TEXTO EXTRAÍDO >>

Público - 8 Jan 03
Estatísticas
Por JOAQUIM FIDALGO
Sempre me fez confusão a chamada "morte estatística". Lembro-me de, ainda
miúdo, ficar impressionado quando ouvia anunciar que "iam morrer" tantas
pessoas em acidentes na estrada, num dado período de tempo - a chamada
"operação Natal", por exemplo. Entre o perplexo e o ingénuo,
perguntava-me como era possível que as pessoas se
entregassem tão passivamente a um destino trágico
anunciado e nada fizessem para lhe trocar as voltas, para o
desmentir. E pensava: "Eles anunciam que vão morrer xis pessoas porque no
ano passado morreram xis pessoas e há dois anos morreram xis pessoas. Mas
se todas as pessoas, ao ouvirem este aviso, resolverem
ter o máximo cuidado na estrada, acaba por não morrer
ninguém... e as estatísticas erram! Sim, ninguém obriga
as pessoas a estarem antecipadamente condenadas a morrer num
acidente que, por definição, é acidental..."
A minha pueril vontade era, afinal, que isto das mortes por causas não
naturais não parecesse tão completamente à mercê de um destino
pré-determinado e que, pelo contrário, os homens fossem mais capazes, no
que depende deles, de contrariar fatalismos. Que raio são
as estatísticas para "garantir" que amanhã morrerão duas
pessoas e ficarão feridas mais 20 em 14 acidentes de
viação? Que raio são as estatísticas para anunciar que amanhã
teremos 14 acidentes de viação? Mas não é que, na prática, as
estatísticas acabam mais vezes por estar certas do que
erradas? É mesmo uma fatalidade? E nós não fazemos nada a
esse propósito? Ouvimos e esperamos? Entregamo-nos
docemente a esse fado pré-gravado e seja o que Deus quiser?...
É o mesmo com a fome no mundo e com a notícia monstruosa que lemos há dias.
Segundo previsões (lá está a estatística...) da ONU, no ano que agora
começa morrerão à fome, em África, 30 milhões de pessoas.
Sabe-se, portanto, antecipadamente que essas pessoas sem
nome estão condenadas a morrer nos próximos meses porque
se sabe de antemão que não vão ter que comer. E o que é
que acontece depois de sabermos isto? Nada. Espera-se pelo fim do ano para
confirmar se foram 30 milhões, ou 25, ou 35 e parte-se dessa estatística
cruel para uma ainda mais cruel no ano seguinte.
E, no entanto, impedir que uma pessoa morra à fome é simples. Basta dar-lhe
de comer. Não é como as doenças incuráveis, não é como a morte por
velhice, não é como um terramoto. Não. É muito simples de
resolver: dá-se de comer e a pessoa já não morre de fome.
Mas há anos que isto não se resolve, há anos que isto piora, quando as
condições científicas, tecnológicas, culturais, têm infinitamente mais
possibilidades de resolver os problemas básicos de quem mora no mundo. Há
anos que conhecemos mais e melhor estes números. Há anos que sabemos onde
está a fome nestas trágicas dimensões.
E há anos que as malfadadas estatísticas se repetem quase sem um
sobressalto. Como uma fatalidade. Medidas por homens, divulgadas por
homens, estudadas por homens, os mesmos homens que
descodificam o genoma, cindem o átomo e vão à Lua. Mas
não conseguem ir aqui ao lado, a África, levar pão.

MATERIAL FORNECIDO >>
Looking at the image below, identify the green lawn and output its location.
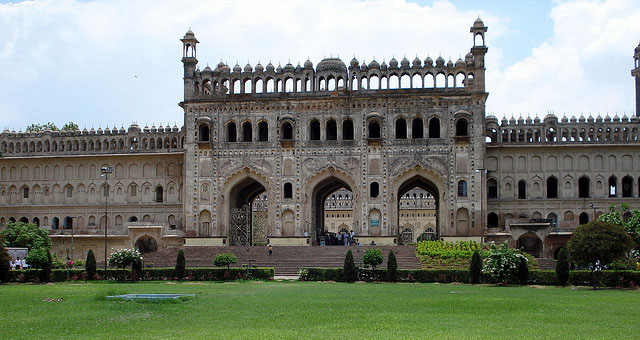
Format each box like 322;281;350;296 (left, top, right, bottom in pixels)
0;282;640;339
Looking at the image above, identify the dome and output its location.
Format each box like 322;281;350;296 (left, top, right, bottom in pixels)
316;58;347;73
304;59;313;69
389;58;398;68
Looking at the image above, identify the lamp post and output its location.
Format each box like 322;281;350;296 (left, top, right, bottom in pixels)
100;166;113;270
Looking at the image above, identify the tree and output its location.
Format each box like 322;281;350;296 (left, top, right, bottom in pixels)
556;248;569;286
84;249;96;280
213;253;238;270
25;248;52;282
342;250;358;282
362;248;382;269
0;222;51;250
174;249;186;280
387;250;398;282
567;220;633;289
469;250;482;284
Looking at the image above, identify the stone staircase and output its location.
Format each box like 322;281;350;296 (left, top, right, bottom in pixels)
143;246;420;275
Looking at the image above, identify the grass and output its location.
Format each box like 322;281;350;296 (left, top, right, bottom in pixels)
0;282;640;339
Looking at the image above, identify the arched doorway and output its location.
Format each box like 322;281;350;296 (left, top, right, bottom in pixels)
228;177;268;246
516;233;542;257
396;175;440;244
135;235;158;254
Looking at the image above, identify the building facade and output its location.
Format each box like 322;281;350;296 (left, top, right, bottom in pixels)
0;19;640;258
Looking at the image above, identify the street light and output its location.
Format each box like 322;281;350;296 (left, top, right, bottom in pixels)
100;166;113;270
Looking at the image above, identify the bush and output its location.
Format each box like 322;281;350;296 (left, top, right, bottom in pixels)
342;250;358;282
174;249;186;280
556;248;569;286
518;256;529;285
469;250;482;284
84;249;96;280
387;250;398;282
362;248;382;269
213;253;238;270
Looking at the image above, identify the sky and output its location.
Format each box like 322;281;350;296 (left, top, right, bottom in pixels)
0;0;640;131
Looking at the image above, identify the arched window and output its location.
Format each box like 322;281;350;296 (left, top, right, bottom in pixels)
487;178;498;198
282;122;293;140
396;118;407;139
578;177;591;198
156;185;164;203
456;119;469;136
198;124;211;142
458;180;467;197
309;119;320;140
327;119;338;140
518;180;527;200
487;213;500;228
411;117;424;139
369;182;380;198
227;122;238;142
283;182;293;198
609;176;618;197
342;118;353;140
622;176;633;197
242;122;253;142
547;177;558;198
368;120;380;139
258;121;269;142
429;117;440;138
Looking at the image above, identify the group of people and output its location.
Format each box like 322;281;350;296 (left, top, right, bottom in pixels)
10;256;29;270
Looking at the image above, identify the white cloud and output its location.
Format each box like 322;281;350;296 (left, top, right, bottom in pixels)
487;0;640;118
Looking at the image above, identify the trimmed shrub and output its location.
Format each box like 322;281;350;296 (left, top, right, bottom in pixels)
342;250;358;282
213;253;238;270
387;250;398;282
362;248;383;269
469;250;482;284
174;249;186;280
85;249;96;280
556;248;569;286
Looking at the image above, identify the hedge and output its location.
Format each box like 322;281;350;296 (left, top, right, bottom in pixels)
9;268;274;282
300;268;640;288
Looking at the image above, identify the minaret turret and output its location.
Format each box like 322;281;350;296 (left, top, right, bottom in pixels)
180;30;199;100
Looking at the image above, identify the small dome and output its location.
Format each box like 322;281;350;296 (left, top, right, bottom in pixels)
389;58;398;68
304;59;313;70
267;63;275;72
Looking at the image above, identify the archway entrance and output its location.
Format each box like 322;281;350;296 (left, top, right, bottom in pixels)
311;176;356;245
396;176;440;244
135;235;158;254
516;233;542;257
229;177;268;246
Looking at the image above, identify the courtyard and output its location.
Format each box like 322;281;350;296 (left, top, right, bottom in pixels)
0;281;640;339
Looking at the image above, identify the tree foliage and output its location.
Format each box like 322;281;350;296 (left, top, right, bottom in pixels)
213;253;238;269
469;250;482;284
0;222;51;250
556;248;569;286
362;248;382;269
84;249;96;280
342;250;358;282
174;249;186;280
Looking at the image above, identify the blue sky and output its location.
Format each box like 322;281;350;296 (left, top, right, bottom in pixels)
0;0;640;130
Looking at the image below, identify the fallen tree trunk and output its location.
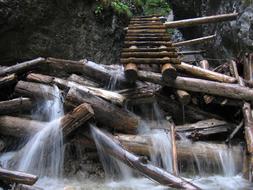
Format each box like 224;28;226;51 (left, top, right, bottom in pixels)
164;13;238;28
26;73;125;105
0;103;94;137
0;57;45;76
0;74;17;88
15;81;59;100
0;168;38;185
174;62;236;83
138;71;253;101
0;97;34;115
68;74;100;87
172;35;216;47
65;88;140;133
46;58;131;88
92;127;200;190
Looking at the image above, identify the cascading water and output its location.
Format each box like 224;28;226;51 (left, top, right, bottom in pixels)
0;86;64;188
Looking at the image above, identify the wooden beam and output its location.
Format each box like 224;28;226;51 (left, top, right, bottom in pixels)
164;13;238;28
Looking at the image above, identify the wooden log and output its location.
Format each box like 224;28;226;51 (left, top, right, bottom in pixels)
65;89;140;133
123;47;176;52
138;71;253;101
0;168;38;185
175;90;191;105
164;13;238;28
59;103;94;138
46;58;130;88
161;63;177;81
124;41;172;47
0;116;47;137
0;57;45;76
124;63;138;83
14;184;43;190
26;73;125;105
120;57;181;64
156;94;222;124
68;74;100;87
0;97;34;115
0;74;17;88
175;62;236;83
243;54;253;81
121;51;178;58
125;36;170;41
172;35;216;47
92;127;200;190
15;81;59;100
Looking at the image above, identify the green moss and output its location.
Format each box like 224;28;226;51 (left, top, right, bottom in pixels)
143;0;171;15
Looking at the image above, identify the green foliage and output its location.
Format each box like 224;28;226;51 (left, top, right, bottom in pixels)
143;0;171;15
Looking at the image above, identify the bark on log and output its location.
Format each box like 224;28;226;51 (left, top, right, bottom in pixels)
92;128;200;190
68;74;100;87
0;57;45;76
0;168;38;185
161;63;177;81
15;81;59;100
46;58;131;88
0;103;94;137
0;74;17;88
65;89;140;133
164;13;238;28
120;57;181;65
172;35;216;47
138;71;253;101
26;73;125;105
59;103;94;138
0;97;34;115
175;62;236;83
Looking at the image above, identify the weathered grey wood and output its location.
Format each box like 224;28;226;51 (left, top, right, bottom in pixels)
0;57;45;76
65;89;140;133
92;127;200;190
138;71;253;101
164;13;238;28
172;35;216;47
0;97;34;115
0;168;38;185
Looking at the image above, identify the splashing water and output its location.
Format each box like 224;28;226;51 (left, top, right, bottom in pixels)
0;86;63;177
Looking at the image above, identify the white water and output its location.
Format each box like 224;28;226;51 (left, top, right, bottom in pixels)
0;87;63;187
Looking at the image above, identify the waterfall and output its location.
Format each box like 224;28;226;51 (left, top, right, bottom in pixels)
0;86;63;178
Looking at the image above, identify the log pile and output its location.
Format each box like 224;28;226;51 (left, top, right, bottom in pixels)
0;14;253;189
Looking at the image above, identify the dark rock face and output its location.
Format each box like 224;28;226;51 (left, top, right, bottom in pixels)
0;0;127;65
170;0;253;63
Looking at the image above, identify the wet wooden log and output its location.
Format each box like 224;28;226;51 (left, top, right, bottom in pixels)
172;35;216;47
92;128;200;190
68;74;100;87
46;58;131;88
0;116;47;137
120;57;181;65
161;63;177;81
122;47;176;52
26;73;125;105
164;13;238;28
138;71;253;101
0;97;34;115
15;81;59;100
175;62;236;83
65;89;140;133
0;103;94;137
121;51;178;58
0;168;38;185
0;74;17;88
0;57;45;76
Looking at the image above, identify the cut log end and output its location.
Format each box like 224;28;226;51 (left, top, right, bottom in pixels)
161;63;177;81
125;63;138;83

PERGUNTAS >>
1) Segundo as previsões da ONU referidas no texto extraído, quantas pessoas morrerão à fome em África no ano que começa?
2) Traduza para inglês esta frase do texto extraído: "E, no entanto, impedir que uma pessoa morra à fome é simples."
3) Copie do texto extraído o trecho que começa em "Segundo previsões (lá" e termina em "morre de fome.".
Responda com base apenas no texto extraído.

RESPOSTAS >>
1) 30 milhões de pessoas.

2) And yet, preventing a person from starving to death is simple.

3)
Segundo previsões (lá está a estatística...) da ONU, no ano que agora
começa morrerão à fome, em África, 30 milhões de pessoas.
Sabe-se, portanto, antecipadamente que essas pessoas sem
nome estão condenadas a morrer nos próximos meses porque
se sabe de antemão que não vão ter que comer. E o que é
que acontece depois de sabermos isto? Nada. Espera-se pelo fim do ano para
confirmar se foram 30 milhões, ou 25, ou 35 e parte-se dessa estatística
cruel para uma ainda mais cruel no ano seguinte.
E, no entanto, impedir que uma pessoa morra à fome é simples. Basta dar-lhe
de comer. Não é como as doenças incuráveis, não é como a morte por
velhice, não é como um terramoto. Não. É muito simples de
resolver: dá-se de comer e a pessoa já não morre de fome.